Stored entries
· · · ·

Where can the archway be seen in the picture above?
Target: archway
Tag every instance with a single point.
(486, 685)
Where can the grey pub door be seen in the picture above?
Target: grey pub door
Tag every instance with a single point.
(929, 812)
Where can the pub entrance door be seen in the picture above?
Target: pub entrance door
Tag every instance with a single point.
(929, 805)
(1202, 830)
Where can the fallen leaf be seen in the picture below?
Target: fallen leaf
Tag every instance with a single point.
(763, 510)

· · · ·

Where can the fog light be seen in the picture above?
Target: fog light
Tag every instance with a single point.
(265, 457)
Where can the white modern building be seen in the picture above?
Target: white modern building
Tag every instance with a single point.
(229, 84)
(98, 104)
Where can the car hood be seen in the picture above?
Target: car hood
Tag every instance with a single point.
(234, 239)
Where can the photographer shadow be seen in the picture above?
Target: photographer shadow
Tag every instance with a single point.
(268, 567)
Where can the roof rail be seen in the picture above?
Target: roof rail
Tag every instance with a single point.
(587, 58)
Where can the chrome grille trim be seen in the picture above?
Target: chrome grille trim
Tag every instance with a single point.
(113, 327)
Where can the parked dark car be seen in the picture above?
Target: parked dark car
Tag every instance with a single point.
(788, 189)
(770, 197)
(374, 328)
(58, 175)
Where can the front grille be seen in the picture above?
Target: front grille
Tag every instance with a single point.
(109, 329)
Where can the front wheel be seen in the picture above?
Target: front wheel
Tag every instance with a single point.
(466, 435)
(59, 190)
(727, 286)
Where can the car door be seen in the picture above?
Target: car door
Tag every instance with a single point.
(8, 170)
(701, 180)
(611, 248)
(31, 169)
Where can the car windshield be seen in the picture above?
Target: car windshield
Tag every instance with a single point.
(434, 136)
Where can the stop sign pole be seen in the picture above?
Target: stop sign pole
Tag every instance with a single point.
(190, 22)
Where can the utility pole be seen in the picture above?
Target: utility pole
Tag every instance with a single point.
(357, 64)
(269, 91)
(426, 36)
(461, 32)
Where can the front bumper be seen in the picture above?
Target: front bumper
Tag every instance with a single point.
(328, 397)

· · · ·

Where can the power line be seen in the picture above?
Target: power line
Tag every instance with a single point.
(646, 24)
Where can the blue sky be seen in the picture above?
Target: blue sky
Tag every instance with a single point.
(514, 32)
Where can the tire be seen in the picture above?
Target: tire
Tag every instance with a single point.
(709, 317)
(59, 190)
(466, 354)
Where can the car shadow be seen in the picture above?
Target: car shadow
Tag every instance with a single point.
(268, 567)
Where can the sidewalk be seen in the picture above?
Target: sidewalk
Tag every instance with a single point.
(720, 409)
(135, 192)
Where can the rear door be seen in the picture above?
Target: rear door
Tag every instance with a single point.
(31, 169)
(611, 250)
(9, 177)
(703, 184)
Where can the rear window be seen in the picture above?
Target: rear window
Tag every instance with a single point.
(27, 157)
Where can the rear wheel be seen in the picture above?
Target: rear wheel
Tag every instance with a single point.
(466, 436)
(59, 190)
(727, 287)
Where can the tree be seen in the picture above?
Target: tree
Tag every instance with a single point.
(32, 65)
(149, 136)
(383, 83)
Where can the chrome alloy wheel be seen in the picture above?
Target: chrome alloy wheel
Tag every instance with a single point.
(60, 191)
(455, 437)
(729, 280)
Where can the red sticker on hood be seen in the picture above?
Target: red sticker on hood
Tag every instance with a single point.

· · · ·

• Instruction: Gather every line in the listing above that contains the word "photographer", matching case exactly.

• Result below:
Where can the photographer shadow be seen in the picture above?
Target: photographer shadow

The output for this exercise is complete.